Written exercise 1:
According to the Drill query post, how many nested records are in the parquet files the poster can't get the second query working with?
Written exercise 2:
Continue the Drill query post from the point where it stops.

Selected extract:
++++++++++++++++++++

You are viewing a plain text version of this content. The canonical link for it is here.

Posted to user@drill.apache.org by "Lee, David" <Da...@blackrock.com> on 2017/06/28 16:51:05 UTC

Drill Query Engine for nested json or parquet


Is there a fundamental difference between the following queries? I can't get the second example working with parquet files which contain 400,000+ nested records..

It seems like the system wants to flatten every possible record before applying the SQL Where clause to the flattened data structure..

Example 1:

select b.* from dfs.`test1.json` b where b.item  = 3

[
    {
      "item": 1,
      "item_name": "name_for_1"
    },
    {
      "item": 2,
      "item_name": "name_for_2"
    },
    {
      "item": 3,
      "item_name": "name_for_3"
    },
    {
      "item": 4,
      "item_name": "name_for_4"
    }
]

Example 2:

select b.* from 
(select flatten(a.details) as details
from dfs.`test2.json` a) b
where b.details.item  = 3

{
  "header": "my_header_info",
  "details": [
    {
      "item": 1,
      "item_name": "name_for_1"
    },
    {
      "item": 2,
      "item_name": "name_for_2"
    },
    {
      "item": 3,
      "item_name": "name_for_3"
    },
    {
      "item": 4,
      "item_name": "name_for_4"
    }
  ]
}




This message may contain information that is confidential or privileged. If you are not the intended recipient, please advise the sender immediately and delete this message. See http://www.blackrock.com/corporate/en-us/compliance/email-disclaimers for further information.  Please refer to http://www.blackrock.com/corporate/en-us/compliance/privacy-policy for more information about BlackRock’s Privacy Policy.

++++++++++++++++++++

Provided material:
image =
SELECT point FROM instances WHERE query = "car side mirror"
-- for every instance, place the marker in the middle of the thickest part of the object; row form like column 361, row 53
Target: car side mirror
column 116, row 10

++++++++++++++++++++

Task output 1:
More than 400,000 (400,000+).

Task output 2:
For a list of BlackRock's office addresses worldwide, see http://www.blackrock.com/corporate/en-us/about-us/contacts-locations.

© 2017 BlackRock, Inc. All rights reserved.

RE: Drill Query Engine for nested json or parquet

Posted by "Lee, David" <Da...@blackrock.com>.

Unfortunately the files A) contain licensed data B) are 403,208,254 bytes of gzipped JSON per file which contain roughly 6,000 JSON records with a mix of ~4,000 nested arrays and objects (up to 7 levels deep).

Running Drill SQL on a sample of individual JSON keys works so it's probably some particular JSON key value out of the ~4,000 which is causing the IOBE. The files which are failing are from Africa, Asia and Australia so I have a feeling it's some regional utf8 / Unicode text values which is the problem.

-----Original Message-----
From: Jinfeng Ni [mailto:jni@apache.org] 
Sent: Monday, July 03, 2017 3:39 PM
To: user <us...@drill.apache.org>
Subject: Re: Drill Query Engine for nested json or parquet

This IOBE is clearly indicates a code bug. From the error message, it seems to be similar to DRILL-1743, which was marked as fixed. Could you please open a JIRA, and post the query / sample data you used (if it does not contain sensitive info)? Having a reproduce for this would make it easier for people to take a look. Thanks.


1. https://urldefense.proofpoint.com/v2/url?u=https-3A__issues.apache.org_jira_browse_DRILL-2D1743&d=DwIFaQ&c=zUO0BtkCe66yJvAZ4cAvZg&r=SpeiLeBTifecUrj1SErsTRw4nAqzMxT043sp_gndNeI&m=IZ97vmUqJvkHR_Xi9GS-CmRIrqr1MSe6379wL6zbZbM&s=A-_qhmjmgndvzahLAAdfUZDxUHNEft27SgzsC5OPC_E&e= 

On Mon, Jul 3, 2017 at 10:07 AM, Lee, David <Da...@blackrock.com> wrote:

> Ok thanks, but now I got a new odd problem which I haven't been able 
> to debug..
>
> SYSTEM ERROR: IndexOutOfBoundsException: index: 16384, length: 4
> (expected: range(0, 16384))
>
> After unwrapping the JSON records from a nested dictionary, 90% of my 
> JSON files convert successfully to parquet, but 10% are getting the error above..
>
> I've tried to narrow down which rows in my JSON file are problematic, 
> but it is both consistent and random.. Removing 1000s records here and 
> there fixes the file, but it must be a combination of multiple records 
> causing the error. This error never showed up when I converted the 
> wrapped JSON to parquet..
>
> Any idea how to get to the root of this one?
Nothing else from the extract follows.